Records for the task:
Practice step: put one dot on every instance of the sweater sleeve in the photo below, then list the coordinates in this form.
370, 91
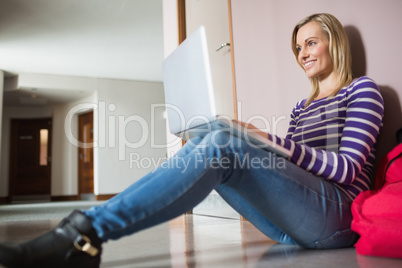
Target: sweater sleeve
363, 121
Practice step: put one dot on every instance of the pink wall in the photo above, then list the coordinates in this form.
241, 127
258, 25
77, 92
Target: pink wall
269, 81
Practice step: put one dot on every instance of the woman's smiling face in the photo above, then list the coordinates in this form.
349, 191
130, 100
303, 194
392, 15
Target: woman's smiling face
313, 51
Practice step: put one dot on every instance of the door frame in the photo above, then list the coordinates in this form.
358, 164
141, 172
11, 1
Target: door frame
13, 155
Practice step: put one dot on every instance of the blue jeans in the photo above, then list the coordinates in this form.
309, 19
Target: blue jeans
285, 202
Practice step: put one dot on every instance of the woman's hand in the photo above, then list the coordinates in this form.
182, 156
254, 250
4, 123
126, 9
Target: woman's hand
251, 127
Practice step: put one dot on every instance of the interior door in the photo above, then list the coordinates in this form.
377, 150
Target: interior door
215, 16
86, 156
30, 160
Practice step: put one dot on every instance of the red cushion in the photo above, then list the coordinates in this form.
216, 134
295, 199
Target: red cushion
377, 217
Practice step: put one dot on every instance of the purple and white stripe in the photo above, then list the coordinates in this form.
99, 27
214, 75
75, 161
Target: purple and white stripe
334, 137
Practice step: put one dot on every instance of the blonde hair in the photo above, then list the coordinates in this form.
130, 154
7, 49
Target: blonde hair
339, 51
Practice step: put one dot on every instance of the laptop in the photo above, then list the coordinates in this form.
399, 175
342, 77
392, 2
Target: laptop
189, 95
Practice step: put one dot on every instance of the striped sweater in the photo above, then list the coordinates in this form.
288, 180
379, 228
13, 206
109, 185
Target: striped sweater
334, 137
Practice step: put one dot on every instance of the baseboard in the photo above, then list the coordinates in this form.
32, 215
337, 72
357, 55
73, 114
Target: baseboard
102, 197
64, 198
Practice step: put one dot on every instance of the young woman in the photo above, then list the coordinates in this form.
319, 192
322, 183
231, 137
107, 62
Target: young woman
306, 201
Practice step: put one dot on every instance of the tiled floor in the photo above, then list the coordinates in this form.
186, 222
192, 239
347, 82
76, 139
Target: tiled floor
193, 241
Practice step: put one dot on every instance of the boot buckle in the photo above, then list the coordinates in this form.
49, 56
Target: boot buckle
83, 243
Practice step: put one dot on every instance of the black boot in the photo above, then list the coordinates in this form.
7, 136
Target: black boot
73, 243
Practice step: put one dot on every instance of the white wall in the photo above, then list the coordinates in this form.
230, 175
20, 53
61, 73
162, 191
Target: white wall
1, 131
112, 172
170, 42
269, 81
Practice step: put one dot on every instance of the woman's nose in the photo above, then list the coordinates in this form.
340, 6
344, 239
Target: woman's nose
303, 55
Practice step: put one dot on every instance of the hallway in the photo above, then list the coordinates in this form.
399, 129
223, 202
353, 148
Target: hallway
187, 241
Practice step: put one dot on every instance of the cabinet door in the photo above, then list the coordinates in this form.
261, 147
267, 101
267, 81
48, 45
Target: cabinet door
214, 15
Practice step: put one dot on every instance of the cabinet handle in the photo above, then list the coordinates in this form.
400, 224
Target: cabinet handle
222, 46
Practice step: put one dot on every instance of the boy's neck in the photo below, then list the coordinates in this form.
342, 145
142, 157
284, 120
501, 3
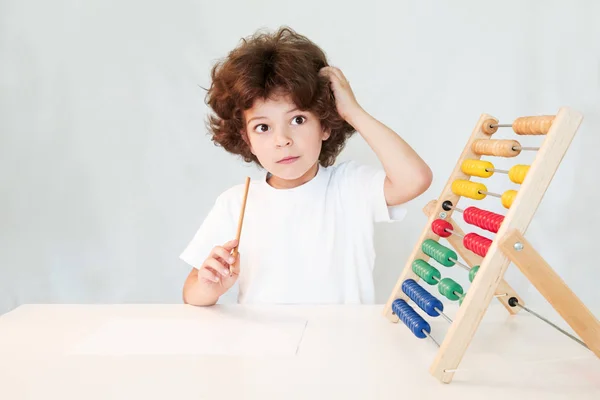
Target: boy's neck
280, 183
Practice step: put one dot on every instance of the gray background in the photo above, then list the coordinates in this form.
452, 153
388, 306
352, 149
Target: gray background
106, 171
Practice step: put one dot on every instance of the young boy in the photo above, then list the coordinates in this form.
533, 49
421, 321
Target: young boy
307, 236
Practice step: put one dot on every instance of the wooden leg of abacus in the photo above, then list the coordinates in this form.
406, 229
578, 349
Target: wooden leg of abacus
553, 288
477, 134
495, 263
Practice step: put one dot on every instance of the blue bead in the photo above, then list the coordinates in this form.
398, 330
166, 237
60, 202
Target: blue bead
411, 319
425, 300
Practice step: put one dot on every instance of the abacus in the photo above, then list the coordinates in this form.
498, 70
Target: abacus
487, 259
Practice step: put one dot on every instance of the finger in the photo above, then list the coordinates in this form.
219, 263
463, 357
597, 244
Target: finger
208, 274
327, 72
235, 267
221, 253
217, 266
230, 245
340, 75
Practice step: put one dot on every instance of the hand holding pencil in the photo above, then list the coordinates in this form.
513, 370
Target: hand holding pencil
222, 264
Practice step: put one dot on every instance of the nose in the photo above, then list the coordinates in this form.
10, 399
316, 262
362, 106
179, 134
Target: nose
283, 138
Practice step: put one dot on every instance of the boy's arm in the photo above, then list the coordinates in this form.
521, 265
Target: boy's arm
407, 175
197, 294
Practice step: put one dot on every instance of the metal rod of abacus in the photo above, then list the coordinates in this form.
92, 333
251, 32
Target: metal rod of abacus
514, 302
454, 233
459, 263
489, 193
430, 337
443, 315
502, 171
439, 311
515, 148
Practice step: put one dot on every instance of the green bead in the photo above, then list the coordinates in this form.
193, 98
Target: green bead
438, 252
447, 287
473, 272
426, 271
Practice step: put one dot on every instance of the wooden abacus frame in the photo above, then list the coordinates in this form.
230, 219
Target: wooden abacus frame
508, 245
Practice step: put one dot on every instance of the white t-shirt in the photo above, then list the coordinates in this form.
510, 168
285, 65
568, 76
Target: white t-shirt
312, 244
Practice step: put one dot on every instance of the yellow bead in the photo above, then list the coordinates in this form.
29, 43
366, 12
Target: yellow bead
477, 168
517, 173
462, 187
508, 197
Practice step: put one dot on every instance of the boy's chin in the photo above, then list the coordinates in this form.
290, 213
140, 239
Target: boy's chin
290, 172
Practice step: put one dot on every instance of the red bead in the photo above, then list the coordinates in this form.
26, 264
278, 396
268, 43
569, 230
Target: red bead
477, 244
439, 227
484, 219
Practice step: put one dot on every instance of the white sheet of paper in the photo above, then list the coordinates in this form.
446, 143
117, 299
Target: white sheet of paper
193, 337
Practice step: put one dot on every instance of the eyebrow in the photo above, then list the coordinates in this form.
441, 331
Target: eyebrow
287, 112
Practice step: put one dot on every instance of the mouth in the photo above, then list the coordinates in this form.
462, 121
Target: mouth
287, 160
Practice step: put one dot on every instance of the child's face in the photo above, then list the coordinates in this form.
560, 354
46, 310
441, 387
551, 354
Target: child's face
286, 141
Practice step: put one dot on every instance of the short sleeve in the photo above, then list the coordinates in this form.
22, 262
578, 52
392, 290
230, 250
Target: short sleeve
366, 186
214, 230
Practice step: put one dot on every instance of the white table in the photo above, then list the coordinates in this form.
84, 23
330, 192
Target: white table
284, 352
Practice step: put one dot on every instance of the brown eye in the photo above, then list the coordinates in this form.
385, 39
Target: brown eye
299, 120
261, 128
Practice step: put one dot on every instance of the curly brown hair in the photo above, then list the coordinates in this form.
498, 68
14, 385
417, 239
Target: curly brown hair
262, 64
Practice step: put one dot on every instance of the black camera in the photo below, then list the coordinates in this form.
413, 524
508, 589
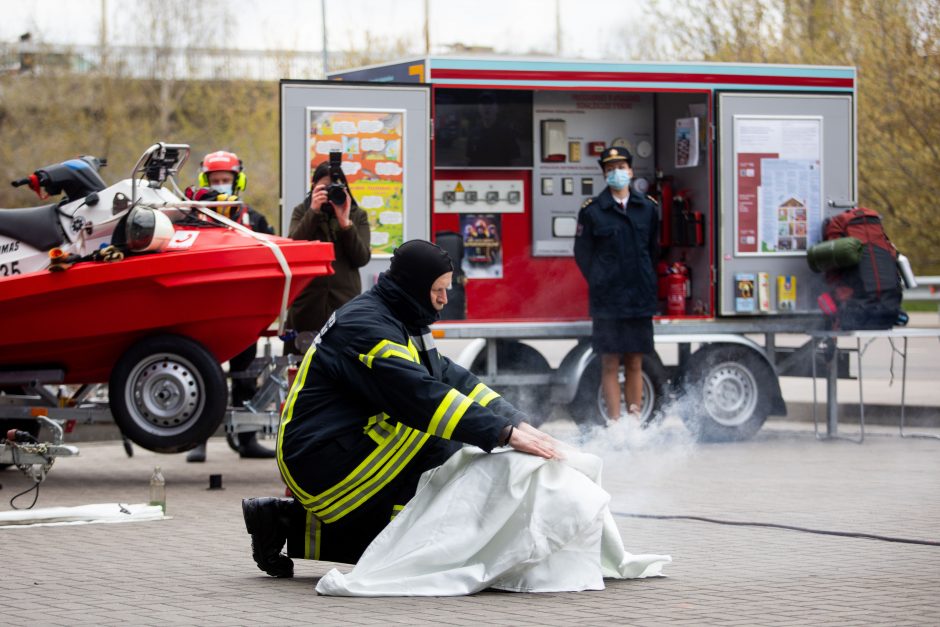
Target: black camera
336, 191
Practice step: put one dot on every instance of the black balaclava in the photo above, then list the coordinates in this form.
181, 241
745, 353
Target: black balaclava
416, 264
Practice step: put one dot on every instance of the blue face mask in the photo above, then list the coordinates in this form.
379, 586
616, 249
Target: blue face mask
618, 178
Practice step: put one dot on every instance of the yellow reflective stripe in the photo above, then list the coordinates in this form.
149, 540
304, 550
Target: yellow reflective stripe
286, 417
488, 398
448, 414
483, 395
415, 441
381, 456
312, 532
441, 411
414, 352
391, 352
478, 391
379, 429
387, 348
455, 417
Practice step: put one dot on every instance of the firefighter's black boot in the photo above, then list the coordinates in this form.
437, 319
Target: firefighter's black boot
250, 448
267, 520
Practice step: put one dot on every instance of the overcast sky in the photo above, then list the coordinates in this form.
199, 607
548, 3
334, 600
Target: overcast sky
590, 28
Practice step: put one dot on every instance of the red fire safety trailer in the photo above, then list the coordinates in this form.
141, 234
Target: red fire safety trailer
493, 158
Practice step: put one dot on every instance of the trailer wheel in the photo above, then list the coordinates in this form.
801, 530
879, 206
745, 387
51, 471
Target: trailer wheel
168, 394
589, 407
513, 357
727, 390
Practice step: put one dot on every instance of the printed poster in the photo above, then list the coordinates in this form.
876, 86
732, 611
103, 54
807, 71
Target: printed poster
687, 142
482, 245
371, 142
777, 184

What is required: Recast the lines as a numbered list, from the line containing "Practice step: put one dot on every instance of the trailer" through the last line, both included. Leave out any blank lines.

Answer:
1. Practice step: put one dot on every instance of the trailer wheel in the photo above, then list the coordinates in this form.
2. 801, 530
3. 879, 206
4. 745, 387
5. 51, 471
6. Target: trailer wheel
7. 168, 394
8. 589, 407
9. 513, 357
10. 727, 390
11. Practice step: put one dot on every instance of the printed poster in the photo above, then list the coordinates in this form.
12. 876, 86
13. 732, 611
14. 103, 54
15. 807, 71
16. Target: printed poster
17. 687, 142
18. 482, 245
19. 371, 142
20. 777, 184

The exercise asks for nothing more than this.